**Aim:** Copy out every line of the material below that contains the string "mask".

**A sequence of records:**

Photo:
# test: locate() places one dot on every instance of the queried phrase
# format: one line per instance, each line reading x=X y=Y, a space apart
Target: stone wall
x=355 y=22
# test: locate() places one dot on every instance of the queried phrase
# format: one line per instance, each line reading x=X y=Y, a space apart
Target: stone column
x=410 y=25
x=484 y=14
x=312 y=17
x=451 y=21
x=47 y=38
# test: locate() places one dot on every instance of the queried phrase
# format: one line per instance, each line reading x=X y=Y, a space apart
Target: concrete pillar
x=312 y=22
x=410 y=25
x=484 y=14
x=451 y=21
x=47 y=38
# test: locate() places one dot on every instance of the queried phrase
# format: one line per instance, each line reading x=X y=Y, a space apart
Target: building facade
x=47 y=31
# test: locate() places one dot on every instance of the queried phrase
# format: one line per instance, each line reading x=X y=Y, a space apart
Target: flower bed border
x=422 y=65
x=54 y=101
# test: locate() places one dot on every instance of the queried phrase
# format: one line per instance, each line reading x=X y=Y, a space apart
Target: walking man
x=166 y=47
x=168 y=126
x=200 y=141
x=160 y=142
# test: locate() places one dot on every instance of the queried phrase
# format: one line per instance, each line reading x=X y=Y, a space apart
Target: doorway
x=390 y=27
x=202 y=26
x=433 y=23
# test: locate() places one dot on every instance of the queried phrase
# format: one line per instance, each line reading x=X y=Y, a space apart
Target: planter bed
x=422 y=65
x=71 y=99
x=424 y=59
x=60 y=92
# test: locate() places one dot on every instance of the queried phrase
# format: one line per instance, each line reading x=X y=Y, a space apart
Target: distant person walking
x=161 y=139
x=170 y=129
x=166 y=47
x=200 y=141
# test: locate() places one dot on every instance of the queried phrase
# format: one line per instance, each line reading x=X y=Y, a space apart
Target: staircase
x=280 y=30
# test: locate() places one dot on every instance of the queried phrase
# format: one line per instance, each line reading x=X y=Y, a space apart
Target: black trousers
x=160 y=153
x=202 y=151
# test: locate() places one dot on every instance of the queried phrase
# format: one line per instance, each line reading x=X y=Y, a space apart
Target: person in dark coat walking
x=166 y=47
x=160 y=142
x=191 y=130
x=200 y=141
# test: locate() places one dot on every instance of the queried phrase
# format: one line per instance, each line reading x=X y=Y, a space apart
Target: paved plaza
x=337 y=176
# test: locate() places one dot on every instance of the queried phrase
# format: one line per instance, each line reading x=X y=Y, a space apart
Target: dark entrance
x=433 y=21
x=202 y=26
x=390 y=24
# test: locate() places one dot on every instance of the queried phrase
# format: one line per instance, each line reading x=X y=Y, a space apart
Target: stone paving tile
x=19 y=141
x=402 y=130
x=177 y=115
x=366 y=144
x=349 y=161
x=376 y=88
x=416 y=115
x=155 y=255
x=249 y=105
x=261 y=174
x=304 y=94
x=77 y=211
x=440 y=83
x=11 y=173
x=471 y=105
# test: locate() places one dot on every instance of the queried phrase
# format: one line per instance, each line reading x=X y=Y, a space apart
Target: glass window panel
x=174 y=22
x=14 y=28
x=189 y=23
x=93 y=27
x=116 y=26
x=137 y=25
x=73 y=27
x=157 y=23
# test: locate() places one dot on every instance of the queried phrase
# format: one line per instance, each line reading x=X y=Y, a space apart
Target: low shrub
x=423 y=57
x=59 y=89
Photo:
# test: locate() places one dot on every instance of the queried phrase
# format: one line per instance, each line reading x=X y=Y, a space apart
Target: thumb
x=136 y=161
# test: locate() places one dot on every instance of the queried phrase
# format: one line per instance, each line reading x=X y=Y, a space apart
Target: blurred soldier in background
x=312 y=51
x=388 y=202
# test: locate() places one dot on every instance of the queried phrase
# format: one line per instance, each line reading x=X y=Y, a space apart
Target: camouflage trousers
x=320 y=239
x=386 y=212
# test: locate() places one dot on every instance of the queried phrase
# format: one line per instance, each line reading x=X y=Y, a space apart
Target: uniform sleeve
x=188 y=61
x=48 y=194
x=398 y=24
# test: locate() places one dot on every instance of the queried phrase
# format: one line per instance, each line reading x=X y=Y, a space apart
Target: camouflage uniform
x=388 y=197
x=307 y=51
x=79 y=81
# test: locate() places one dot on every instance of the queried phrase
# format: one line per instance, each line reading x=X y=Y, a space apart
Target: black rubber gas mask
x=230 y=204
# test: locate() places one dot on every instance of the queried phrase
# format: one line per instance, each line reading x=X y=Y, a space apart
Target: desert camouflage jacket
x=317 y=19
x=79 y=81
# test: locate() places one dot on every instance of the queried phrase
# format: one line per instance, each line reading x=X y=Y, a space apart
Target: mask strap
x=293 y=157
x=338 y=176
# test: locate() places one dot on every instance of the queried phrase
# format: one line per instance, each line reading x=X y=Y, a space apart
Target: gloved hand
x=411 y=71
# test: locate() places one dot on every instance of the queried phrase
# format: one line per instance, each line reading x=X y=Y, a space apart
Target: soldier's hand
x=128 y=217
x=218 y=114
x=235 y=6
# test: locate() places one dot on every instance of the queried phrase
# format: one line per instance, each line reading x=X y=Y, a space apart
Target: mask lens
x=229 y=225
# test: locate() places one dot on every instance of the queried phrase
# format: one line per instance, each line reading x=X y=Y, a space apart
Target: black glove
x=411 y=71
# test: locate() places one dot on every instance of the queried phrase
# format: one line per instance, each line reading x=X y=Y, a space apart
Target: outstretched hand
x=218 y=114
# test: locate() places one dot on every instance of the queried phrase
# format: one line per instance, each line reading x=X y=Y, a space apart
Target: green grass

**Written answer:**
Target: black rubber gas mask
Target: mask strap
Target: mask lens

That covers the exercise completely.